Output the items as a numbered list, from the first line through the line containing "[[[83,69],[87,69],[87,66],[80,66],[80,68]]]", inclusive. Skip blank lines and leave out the pictures.

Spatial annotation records
● ● ● ● ●

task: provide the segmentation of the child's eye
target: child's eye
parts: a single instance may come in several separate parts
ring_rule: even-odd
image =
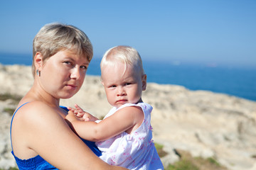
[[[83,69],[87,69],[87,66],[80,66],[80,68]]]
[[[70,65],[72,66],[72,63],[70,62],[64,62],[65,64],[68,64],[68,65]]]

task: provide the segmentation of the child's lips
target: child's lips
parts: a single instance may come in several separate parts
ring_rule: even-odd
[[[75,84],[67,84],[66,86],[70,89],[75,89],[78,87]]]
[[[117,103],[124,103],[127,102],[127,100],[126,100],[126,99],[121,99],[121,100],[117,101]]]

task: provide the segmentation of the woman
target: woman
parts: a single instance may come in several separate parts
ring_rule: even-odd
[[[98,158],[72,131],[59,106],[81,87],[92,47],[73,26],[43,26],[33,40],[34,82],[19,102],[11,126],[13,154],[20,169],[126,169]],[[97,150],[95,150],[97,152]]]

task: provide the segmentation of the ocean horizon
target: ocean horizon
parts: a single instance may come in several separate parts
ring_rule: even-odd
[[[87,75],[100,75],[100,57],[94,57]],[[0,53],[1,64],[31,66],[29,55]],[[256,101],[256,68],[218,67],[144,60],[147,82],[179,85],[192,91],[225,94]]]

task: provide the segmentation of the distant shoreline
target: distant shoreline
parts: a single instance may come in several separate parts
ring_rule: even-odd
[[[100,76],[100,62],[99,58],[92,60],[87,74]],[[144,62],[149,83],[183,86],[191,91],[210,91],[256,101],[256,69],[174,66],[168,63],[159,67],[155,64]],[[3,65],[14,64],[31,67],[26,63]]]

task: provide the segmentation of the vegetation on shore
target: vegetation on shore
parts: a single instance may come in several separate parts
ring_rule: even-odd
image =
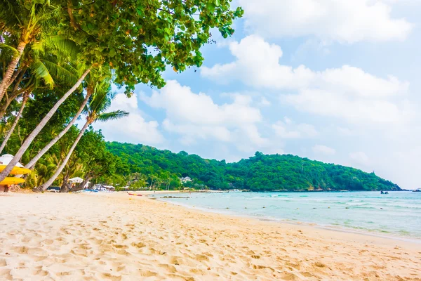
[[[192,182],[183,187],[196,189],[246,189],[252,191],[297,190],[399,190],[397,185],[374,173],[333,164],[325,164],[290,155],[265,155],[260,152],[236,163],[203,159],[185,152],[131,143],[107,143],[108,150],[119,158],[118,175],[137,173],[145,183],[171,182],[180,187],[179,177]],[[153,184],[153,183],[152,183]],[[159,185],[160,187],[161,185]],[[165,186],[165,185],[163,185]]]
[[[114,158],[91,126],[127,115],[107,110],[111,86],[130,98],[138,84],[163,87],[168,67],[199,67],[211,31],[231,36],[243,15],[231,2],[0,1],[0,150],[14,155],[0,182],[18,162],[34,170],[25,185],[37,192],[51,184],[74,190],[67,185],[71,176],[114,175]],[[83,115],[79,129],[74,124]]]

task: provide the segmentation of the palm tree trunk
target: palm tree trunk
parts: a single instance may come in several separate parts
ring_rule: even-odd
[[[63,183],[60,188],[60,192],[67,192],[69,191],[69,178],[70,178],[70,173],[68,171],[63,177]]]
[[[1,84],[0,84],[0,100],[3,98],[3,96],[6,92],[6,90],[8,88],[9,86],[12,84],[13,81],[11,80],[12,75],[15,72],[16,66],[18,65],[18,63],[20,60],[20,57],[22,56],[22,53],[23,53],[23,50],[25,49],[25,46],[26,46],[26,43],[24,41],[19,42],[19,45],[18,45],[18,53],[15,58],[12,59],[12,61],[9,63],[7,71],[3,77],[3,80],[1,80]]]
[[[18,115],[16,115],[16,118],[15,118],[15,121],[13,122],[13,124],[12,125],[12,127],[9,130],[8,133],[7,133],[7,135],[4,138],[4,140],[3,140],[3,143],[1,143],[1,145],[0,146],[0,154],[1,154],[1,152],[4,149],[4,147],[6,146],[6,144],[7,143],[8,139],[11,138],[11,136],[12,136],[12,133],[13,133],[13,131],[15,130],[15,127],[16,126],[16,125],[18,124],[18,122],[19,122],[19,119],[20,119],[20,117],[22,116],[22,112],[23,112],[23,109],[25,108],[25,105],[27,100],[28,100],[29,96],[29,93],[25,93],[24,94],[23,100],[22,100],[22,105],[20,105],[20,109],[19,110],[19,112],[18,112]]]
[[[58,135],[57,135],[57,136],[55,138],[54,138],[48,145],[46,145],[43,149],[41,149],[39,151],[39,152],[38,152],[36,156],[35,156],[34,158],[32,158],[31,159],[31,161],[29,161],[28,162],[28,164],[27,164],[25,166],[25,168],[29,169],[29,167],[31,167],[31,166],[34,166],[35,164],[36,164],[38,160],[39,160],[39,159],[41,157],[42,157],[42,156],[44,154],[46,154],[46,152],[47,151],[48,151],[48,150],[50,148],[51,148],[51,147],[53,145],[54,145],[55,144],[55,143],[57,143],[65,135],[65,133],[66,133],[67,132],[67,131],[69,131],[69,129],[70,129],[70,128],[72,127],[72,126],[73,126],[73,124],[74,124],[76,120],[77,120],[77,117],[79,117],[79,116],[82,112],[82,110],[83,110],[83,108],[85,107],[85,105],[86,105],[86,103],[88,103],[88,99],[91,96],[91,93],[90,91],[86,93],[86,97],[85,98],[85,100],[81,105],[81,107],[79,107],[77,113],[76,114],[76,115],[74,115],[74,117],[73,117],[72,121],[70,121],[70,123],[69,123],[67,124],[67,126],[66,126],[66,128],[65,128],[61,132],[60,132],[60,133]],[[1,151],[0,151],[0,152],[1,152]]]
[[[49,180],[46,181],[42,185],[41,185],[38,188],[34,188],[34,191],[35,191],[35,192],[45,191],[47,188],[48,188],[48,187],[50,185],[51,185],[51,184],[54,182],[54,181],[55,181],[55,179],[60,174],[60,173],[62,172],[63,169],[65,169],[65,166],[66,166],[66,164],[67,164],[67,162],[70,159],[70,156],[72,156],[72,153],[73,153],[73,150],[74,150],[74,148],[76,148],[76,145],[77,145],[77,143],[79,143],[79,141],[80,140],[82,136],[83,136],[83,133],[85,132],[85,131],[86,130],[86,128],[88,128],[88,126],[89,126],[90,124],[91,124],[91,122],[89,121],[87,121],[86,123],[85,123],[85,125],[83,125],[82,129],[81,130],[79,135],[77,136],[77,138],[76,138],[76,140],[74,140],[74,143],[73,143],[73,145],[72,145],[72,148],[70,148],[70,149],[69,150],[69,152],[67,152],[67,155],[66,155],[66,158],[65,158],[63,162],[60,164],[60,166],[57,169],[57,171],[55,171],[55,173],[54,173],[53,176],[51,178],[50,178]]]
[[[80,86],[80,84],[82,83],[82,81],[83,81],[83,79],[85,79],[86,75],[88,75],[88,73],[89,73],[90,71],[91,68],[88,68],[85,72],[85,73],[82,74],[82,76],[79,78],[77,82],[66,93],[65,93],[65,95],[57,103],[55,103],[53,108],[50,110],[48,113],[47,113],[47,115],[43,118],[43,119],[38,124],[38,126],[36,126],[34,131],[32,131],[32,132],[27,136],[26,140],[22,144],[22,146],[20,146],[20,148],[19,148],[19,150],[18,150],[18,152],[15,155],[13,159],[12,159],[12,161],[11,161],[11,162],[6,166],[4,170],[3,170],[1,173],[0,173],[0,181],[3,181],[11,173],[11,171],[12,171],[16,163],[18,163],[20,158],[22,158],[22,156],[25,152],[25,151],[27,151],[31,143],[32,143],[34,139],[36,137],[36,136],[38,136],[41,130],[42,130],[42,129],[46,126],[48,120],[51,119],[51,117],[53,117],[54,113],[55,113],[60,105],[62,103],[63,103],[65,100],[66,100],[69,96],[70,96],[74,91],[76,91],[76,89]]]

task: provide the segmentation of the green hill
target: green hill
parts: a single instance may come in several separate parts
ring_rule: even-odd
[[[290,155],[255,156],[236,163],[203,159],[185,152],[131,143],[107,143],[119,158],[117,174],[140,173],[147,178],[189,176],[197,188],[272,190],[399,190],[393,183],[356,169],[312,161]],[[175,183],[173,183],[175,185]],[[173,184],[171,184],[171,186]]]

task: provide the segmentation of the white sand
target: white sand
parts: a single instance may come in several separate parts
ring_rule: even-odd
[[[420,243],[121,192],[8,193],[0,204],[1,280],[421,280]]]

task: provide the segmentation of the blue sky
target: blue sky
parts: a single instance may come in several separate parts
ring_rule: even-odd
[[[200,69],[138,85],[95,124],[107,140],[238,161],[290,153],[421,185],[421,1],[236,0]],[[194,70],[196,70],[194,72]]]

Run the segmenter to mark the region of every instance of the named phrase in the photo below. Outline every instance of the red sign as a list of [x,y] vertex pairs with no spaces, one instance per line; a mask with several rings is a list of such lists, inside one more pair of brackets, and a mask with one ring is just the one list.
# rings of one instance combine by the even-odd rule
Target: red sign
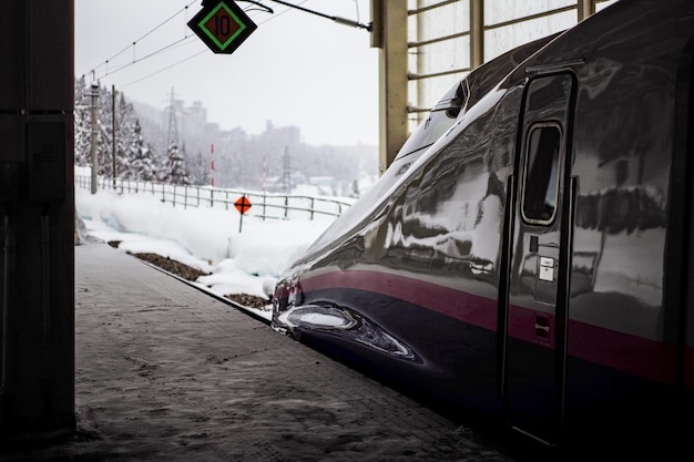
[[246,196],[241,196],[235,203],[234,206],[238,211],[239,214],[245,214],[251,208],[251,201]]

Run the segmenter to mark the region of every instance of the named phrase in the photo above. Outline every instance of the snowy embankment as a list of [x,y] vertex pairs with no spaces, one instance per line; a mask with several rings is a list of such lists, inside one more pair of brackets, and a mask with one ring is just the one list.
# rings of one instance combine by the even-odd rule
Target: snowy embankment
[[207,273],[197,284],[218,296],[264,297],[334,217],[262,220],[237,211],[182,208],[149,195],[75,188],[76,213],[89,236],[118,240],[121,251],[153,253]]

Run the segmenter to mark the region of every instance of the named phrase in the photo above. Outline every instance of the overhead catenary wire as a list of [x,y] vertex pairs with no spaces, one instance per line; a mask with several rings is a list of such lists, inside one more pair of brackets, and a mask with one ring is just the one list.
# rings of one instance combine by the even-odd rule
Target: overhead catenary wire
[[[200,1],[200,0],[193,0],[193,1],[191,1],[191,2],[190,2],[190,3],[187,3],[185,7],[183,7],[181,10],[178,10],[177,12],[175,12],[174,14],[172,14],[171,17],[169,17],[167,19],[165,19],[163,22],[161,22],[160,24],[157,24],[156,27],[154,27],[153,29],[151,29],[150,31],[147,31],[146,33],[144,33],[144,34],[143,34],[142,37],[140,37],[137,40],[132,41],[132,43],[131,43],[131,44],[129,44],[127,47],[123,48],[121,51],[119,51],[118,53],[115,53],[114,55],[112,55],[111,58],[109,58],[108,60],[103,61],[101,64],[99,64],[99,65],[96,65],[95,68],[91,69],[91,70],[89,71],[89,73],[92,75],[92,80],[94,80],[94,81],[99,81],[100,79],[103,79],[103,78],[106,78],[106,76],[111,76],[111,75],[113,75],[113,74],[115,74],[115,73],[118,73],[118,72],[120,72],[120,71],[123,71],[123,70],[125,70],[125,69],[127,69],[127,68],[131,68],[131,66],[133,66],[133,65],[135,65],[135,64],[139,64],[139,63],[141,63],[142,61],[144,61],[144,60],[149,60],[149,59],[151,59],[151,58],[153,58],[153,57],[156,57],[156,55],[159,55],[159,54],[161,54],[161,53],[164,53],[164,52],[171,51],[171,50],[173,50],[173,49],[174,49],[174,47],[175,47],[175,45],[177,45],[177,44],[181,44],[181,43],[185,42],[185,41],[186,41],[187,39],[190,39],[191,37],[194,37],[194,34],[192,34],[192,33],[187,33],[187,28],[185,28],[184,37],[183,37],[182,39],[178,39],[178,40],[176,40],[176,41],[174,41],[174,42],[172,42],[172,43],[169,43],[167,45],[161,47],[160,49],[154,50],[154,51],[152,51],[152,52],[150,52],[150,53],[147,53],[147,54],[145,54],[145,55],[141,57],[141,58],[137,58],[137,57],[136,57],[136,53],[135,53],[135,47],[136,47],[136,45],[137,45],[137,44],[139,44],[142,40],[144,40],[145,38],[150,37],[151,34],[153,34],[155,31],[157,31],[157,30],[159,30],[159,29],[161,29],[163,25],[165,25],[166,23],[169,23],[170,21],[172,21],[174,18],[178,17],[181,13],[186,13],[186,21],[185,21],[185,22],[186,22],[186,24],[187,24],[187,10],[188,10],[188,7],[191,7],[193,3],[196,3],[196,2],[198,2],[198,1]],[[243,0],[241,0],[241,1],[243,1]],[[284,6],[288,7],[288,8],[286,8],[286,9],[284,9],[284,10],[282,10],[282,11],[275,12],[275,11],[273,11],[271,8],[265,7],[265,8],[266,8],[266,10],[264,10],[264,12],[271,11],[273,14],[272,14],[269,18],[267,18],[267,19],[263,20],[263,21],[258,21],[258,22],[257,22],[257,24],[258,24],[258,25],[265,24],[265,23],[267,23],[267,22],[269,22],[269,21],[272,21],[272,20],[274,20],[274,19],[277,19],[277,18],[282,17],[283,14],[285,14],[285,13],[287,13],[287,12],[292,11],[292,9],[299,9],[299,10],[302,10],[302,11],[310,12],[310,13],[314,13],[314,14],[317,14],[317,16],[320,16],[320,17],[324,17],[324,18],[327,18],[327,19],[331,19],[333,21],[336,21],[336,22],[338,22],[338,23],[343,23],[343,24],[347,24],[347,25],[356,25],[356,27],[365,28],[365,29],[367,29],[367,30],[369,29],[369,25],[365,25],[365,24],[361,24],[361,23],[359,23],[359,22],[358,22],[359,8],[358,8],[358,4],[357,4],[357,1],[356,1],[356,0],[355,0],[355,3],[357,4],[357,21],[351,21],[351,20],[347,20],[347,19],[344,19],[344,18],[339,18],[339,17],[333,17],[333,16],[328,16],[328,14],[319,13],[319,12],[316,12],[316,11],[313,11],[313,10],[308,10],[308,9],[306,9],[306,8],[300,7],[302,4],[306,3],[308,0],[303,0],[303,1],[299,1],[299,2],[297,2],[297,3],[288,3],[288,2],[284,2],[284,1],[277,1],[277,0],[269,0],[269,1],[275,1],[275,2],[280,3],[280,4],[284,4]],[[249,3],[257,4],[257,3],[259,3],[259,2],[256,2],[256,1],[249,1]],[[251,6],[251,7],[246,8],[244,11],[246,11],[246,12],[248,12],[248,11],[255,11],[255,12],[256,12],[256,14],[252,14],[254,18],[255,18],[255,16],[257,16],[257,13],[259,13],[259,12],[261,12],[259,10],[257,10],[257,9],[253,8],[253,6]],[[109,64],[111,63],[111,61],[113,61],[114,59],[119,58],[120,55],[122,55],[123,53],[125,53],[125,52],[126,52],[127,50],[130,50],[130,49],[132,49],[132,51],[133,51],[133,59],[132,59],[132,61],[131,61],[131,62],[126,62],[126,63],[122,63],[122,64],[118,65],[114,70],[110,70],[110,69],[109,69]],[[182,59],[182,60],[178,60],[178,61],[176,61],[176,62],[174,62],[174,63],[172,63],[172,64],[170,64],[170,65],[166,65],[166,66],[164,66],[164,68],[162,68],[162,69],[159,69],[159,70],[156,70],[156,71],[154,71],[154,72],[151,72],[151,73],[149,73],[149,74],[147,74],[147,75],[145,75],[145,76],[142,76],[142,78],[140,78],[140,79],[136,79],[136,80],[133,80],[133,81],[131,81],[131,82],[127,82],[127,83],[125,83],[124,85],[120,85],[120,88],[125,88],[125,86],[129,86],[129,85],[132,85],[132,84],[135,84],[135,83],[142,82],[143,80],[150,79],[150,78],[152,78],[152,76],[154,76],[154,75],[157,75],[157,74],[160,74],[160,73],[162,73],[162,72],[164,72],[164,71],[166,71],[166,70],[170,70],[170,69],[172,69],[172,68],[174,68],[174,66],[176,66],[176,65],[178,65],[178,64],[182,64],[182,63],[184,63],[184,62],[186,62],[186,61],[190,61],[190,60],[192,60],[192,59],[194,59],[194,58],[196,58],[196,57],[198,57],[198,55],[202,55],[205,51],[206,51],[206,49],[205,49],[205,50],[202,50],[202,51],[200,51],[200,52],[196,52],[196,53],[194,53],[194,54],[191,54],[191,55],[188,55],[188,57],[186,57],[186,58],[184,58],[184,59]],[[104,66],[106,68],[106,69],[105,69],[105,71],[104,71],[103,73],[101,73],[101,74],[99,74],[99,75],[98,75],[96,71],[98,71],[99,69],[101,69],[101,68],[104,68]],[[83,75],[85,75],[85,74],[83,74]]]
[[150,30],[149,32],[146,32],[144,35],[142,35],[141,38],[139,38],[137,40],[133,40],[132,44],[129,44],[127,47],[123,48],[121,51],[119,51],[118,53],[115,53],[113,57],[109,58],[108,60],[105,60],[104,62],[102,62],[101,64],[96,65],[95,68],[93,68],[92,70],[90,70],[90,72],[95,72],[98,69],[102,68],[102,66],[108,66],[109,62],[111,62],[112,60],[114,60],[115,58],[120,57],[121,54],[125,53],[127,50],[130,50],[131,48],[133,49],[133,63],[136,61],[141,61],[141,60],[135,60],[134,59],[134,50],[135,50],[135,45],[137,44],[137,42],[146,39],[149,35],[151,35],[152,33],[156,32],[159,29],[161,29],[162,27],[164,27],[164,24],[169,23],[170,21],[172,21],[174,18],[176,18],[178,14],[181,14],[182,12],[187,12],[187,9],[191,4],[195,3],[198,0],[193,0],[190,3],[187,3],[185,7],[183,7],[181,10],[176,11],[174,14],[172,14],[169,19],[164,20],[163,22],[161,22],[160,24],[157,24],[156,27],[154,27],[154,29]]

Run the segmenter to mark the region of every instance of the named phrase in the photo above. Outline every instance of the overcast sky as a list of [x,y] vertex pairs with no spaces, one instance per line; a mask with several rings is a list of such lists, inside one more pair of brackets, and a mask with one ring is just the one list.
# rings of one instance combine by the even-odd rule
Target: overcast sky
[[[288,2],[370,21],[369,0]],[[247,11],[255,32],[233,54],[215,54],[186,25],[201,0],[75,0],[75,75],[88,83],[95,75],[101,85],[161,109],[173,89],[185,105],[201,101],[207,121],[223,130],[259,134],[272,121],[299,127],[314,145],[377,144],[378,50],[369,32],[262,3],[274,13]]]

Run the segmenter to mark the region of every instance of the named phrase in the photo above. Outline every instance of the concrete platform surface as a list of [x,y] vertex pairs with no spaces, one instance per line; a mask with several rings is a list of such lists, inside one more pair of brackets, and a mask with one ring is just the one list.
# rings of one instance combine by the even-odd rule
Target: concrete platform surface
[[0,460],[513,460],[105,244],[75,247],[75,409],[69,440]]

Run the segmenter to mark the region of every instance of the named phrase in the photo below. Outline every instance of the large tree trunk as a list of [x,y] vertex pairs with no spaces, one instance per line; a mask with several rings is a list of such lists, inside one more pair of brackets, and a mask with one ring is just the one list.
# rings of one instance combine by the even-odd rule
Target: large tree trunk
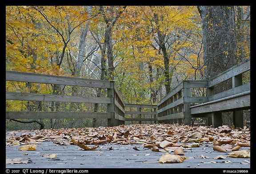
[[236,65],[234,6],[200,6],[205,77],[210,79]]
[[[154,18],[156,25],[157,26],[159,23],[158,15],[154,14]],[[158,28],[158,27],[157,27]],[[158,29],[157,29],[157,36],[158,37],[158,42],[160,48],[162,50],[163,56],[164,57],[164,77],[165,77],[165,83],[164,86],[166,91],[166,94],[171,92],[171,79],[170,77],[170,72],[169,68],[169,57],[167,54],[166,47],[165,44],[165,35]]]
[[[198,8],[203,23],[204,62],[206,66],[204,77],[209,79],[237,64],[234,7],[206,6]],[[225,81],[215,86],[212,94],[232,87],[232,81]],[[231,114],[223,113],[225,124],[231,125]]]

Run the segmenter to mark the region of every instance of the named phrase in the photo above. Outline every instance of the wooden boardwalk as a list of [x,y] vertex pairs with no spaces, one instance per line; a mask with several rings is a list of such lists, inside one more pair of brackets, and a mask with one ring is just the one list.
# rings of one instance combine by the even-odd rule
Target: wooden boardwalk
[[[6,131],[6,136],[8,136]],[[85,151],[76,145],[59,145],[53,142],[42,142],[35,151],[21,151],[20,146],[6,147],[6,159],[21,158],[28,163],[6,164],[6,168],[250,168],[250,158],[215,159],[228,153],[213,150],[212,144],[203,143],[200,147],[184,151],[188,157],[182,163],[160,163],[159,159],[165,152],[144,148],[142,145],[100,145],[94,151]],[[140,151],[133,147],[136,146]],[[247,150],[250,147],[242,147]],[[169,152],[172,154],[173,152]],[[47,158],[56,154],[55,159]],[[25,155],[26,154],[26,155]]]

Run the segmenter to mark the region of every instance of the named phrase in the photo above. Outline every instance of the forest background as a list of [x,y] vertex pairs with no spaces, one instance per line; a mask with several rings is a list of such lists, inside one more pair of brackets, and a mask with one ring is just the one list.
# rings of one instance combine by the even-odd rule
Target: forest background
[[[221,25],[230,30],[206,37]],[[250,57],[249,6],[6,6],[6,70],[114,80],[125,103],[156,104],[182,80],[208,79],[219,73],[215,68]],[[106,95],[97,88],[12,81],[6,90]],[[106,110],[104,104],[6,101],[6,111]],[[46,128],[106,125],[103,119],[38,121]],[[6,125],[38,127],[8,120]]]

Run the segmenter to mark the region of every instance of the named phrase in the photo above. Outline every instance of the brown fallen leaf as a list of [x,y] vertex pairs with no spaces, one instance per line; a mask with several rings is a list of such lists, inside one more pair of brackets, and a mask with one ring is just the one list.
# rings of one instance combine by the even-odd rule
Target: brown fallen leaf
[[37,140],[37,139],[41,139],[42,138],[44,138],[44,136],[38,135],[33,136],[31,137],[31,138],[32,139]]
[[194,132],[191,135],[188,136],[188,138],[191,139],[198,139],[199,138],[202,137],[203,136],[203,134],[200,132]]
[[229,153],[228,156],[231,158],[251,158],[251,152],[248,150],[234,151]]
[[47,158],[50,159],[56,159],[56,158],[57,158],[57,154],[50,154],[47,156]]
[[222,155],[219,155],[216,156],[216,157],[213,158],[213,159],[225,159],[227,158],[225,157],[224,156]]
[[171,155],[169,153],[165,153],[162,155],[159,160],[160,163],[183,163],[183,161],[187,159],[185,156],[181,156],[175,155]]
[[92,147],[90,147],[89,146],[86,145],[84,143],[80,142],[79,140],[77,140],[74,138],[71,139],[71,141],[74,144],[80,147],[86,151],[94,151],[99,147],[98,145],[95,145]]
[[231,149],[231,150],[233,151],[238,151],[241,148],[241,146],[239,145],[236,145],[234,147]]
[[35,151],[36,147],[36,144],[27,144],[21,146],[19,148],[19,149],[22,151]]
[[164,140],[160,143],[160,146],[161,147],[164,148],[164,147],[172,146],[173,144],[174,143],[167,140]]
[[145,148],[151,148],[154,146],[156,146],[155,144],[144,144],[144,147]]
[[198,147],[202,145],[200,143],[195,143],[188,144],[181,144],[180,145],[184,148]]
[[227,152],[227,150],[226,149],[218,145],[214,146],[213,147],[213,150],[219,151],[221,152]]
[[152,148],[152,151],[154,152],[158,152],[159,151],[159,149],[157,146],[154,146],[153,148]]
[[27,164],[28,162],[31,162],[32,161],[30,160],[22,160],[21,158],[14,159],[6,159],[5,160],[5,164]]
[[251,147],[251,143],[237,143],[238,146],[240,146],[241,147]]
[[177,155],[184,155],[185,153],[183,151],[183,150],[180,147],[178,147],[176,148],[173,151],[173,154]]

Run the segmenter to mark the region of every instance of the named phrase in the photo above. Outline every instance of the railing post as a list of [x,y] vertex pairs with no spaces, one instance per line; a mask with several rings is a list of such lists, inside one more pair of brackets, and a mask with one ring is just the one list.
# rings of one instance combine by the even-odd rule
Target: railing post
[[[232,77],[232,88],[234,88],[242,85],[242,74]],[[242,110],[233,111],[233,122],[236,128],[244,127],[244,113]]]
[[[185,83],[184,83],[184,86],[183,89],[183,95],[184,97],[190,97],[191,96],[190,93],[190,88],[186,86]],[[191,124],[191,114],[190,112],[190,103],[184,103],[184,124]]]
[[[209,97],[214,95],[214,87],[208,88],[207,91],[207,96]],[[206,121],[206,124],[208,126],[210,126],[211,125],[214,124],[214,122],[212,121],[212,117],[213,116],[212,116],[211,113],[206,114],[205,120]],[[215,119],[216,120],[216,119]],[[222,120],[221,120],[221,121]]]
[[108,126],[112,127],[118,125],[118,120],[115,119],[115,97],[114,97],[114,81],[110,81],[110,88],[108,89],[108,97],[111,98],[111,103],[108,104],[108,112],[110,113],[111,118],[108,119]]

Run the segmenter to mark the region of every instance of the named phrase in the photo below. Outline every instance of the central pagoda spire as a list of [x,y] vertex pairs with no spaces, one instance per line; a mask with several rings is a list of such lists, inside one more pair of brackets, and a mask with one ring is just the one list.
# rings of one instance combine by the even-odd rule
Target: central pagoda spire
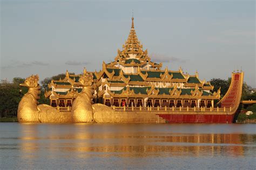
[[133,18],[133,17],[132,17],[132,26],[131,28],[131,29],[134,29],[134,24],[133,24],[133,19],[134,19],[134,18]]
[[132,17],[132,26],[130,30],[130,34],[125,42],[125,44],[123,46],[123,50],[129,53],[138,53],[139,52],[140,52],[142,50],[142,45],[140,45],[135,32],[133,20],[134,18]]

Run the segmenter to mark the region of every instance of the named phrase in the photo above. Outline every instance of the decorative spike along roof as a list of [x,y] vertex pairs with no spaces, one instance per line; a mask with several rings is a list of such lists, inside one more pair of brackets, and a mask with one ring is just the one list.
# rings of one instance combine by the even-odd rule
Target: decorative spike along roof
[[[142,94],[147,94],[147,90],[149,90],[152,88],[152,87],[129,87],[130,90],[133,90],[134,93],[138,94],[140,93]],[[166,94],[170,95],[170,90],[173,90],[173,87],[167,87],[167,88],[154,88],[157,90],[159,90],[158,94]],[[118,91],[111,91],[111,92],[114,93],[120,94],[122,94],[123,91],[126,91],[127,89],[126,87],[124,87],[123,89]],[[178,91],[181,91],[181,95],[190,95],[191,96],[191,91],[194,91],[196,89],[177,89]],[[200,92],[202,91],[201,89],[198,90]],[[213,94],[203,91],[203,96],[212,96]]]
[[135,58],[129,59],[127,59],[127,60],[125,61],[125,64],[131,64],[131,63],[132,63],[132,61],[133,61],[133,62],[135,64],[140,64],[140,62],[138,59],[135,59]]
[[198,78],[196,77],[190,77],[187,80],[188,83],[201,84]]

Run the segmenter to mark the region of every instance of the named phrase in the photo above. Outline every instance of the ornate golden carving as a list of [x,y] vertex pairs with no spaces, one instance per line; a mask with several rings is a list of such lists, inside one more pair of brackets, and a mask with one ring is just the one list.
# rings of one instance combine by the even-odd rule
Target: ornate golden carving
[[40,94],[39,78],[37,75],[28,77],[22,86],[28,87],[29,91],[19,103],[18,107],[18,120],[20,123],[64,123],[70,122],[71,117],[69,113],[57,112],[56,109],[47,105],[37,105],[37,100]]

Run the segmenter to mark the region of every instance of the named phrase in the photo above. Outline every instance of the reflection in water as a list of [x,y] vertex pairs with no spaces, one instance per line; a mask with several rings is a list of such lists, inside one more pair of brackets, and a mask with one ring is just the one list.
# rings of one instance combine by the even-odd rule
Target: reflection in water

● ● ● ● ●

● Expected answer:
1. task: provide the segmentation of the child's eye
2. target: child's eye
3. parts: a single instance may come in several separate parts
4. ring_rule: even-odd
5. image =
6. [[[83,69],[87,69],[87,66],[80,66],[80,68]]]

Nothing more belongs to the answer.